Your goal.
Please reproduce every line of the entries below, requests included, starting at the line that contains "[pin] snow-covered ledge" and stopping after the last line of the entries. Shift each answer's pixel coordinates by adding 94 to both numbers.

Entries from a data source.
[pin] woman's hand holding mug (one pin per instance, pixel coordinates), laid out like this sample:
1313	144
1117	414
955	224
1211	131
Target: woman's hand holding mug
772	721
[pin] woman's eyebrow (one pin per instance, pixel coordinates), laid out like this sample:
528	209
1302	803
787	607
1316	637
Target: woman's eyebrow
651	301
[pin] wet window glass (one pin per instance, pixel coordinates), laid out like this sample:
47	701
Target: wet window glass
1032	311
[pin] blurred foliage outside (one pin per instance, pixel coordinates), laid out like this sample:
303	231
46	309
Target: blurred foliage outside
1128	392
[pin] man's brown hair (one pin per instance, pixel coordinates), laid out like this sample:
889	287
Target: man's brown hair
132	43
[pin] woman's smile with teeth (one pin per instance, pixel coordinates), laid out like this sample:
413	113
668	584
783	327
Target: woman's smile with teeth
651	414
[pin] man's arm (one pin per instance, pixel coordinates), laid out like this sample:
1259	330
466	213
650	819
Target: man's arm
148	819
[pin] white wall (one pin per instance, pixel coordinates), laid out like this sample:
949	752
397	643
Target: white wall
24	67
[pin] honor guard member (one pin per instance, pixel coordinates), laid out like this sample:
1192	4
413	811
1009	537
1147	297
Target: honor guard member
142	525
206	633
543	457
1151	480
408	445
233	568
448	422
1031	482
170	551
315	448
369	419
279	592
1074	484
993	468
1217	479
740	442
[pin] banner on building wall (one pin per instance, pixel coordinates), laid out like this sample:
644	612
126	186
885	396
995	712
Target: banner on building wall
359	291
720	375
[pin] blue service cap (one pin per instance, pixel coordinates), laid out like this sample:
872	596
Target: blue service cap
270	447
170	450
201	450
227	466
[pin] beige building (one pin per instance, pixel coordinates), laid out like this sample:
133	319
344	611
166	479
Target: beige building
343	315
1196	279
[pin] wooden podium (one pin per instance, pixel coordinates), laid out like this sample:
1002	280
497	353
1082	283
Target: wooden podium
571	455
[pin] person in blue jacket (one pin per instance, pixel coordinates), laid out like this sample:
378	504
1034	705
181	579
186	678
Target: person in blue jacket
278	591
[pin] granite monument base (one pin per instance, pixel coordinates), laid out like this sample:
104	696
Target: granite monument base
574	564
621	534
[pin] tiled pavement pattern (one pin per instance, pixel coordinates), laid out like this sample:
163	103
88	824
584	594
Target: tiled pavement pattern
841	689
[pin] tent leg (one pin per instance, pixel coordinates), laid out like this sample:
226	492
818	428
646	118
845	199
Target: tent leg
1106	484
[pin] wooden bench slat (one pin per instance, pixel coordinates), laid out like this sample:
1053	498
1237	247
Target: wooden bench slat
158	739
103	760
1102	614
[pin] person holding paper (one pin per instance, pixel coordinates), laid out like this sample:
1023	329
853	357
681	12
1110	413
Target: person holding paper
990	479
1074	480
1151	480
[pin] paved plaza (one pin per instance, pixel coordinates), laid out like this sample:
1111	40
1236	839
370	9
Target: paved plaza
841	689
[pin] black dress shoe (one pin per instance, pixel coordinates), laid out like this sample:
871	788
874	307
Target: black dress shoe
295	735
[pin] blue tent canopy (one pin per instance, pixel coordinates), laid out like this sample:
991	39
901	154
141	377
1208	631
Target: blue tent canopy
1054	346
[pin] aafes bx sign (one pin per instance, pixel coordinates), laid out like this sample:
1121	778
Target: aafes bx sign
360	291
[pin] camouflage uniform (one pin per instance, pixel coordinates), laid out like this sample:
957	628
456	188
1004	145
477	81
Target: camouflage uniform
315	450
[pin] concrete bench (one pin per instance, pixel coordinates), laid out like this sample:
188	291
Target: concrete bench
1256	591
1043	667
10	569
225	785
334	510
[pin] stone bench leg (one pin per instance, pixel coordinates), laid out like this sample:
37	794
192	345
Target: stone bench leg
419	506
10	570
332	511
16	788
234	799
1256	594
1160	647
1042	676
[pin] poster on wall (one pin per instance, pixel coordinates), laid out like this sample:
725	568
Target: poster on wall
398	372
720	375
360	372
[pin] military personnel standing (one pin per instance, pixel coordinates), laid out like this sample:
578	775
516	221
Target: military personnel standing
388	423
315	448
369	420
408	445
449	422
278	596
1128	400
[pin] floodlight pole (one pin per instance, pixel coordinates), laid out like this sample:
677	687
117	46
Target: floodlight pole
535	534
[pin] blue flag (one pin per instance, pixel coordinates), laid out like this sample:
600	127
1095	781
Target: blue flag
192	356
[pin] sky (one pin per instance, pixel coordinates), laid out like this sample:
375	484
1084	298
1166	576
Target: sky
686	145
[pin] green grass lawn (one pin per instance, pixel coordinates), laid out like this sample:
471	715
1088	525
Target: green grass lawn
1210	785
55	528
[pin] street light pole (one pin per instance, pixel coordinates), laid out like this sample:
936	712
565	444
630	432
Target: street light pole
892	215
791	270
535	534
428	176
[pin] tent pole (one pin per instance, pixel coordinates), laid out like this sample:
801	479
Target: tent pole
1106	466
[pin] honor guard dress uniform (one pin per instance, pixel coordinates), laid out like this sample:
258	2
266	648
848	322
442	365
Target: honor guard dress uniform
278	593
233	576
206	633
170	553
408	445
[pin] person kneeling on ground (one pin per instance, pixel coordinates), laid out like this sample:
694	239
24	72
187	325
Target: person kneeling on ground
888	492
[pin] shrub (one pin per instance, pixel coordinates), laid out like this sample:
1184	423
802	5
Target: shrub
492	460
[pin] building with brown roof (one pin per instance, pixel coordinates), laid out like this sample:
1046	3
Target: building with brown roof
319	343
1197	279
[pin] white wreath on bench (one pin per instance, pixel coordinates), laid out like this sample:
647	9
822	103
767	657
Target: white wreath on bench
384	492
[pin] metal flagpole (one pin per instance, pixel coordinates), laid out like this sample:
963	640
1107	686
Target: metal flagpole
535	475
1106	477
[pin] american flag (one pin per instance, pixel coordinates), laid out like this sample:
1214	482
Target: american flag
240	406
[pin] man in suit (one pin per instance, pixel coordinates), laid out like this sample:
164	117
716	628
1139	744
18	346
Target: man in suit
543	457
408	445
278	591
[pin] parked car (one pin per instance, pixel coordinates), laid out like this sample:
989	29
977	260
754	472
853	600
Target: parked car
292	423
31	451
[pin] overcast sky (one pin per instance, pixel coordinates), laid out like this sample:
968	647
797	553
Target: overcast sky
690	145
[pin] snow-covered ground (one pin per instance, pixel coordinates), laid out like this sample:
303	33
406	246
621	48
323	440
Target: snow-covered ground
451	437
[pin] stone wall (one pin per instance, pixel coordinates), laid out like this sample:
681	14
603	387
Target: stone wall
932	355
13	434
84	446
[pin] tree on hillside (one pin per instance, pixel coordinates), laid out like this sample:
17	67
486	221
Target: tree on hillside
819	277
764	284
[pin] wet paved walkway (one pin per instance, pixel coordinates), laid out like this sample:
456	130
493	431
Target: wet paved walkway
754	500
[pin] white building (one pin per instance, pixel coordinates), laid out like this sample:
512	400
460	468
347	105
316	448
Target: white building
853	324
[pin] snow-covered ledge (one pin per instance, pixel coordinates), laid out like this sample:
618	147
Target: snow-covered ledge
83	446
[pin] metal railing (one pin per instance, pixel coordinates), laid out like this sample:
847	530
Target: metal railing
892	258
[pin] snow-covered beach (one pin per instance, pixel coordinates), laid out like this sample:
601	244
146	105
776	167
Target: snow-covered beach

Written solution.
[pin] snow-covered ledge (one pin per instance, pixel coordinates), laid out like this sample:
618	147
Target: snow-covered ledge
177	540
[pin] metal railing (one pin per instance, pixel coordinates), laid out like this sample:
847	530
Target: metal railing
986	352
[pin] snow-covered beach (one pin per instance, pixel coordinates), laid out like this sample:
601	244
146	105
776	167
Target: snow-covered beach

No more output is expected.